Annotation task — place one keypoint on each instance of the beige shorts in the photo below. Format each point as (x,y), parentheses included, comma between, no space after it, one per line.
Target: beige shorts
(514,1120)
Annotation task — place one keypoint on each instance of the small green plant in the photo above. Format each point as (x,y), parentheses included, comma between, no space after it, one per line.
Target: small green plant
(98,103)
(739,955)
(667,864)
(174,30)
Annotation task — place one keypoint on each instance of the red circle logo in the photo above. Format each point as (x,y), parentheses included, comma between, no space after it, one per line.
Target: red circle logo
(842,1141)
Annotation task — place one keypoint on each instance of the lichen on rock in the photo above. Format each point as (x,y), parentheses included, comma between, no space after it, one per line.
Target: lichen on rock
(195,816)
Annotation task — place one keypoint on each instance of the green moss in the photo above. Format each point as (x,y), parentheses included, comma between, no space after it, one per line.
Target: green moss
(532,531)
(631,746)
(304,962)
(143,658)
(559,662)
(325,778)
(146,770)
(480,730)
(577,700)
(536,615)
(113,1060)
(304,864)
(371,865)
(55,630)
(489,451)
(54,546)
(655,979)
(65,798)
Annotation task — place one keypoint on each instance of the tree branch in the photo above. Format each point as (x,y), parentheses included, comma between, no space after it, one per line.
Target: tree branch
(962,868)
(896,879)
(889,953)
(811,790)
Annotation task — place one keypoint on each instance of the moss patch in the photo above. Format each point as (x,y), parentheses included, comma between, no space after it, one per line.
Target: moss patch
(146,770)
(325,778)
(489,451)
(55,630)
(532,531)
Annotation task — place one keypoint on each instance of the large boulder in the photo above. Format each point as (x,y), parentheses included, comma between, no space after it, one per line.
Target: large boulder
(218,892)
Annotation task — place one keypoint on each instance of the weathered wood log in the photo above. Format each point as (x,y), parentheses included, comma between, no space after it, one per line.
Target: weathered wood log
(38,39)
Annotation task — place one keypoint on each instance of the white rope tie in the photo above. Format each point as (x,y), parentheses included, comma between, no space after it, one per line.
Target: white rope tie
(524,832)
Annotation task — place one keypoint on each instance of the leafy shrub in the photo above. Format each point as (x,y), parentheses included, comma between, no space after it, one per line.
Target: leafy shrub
══════════════════════════════
● Assigned task: Every entry should be output again exactly as written.

● Response to the exercise:
Annotation task — place one keypoint on each instance of the beige shorts in the photo below. Format each point as (x,y), parentheses included, comma between, no space after it, one per line.
Target: beige shorts
(514,1120)
Annotation task — place one keypoint on each instance of the small green plant in the photo above. Format each point as (x,y), parentheses included, comma between, no space after it, one per line.
Target: small green plant
(98,103)
(739,955)
(667,864)
(174,30)
Annotation task — place one keypoint on each instance of the red circle logo in the photo above. Format each point as (x,y), parentheses included, comma between, no space after it, one per line.
Target: red circle logo
(842,1141)
Annotation task — place one keypoint on each instance of the lichen on rock in the photo above. Format each point as (x,y), parentheses included, comma between, no space after it, one per line.
Target: lichen on rock
(195,816)
Annotation task — place one keypoint on each instance of the green moss in the photo above. Format each point as (x,y), parentheses included, comma between, no space after it, one per line.
Target: green moss
(532,531)
(631,746)
(304,962)
(143,658)
(559,662)
(325,778)
(146,770)
(480,730)
(577,700)
(536,615)
(113,1060)
(304,864)
(371,865)
(55,630)
(489,451)
(54,546)
(655,979)
(65,798)
Annotation task — place one keypoint on each instance of the tree branch in the photo above. Format each point as (x,y), parentheses included, comma between, no space after it, one per line.
Target: tree branch
(962,868)
(896,879)
(889,953)
(811,790)
Annotation task — place one keypoint on each instance of the moss patch in the photo above. Format each point as (x,y), parentheses included, comma between, no space after it, one per line.
Target: moss patch
(146,770)
(325,778)
(489,451)
(55,630)
(532,531)
Annotation task — place one keypoint on each instance of the large boulder in the photo above. Format each point as (x,y), parentheses included, comma between, no space after it, one per line.
Target: large boulder
(218,892)
Annotation task — place one keypoint on each instance of the weathered wood log in the photo above. Format each point as (x,y), parentheses included, comma between, no space after it, one per line.
Target: weathered wood log
(38,39)
Annotation task — place one keypoint on each instance of the white rope tie in the photo above. Format each point as (x,y), parentheses included, comma between, no space after it, one per line.
Target: white rope tie
(524,832)
Annotation task — place one keypoint on each instance of the leafy shrub in the photo above. Format each point as (x,y), parentheses included, comma between, no space after it, one per line.
Target: leafy shrub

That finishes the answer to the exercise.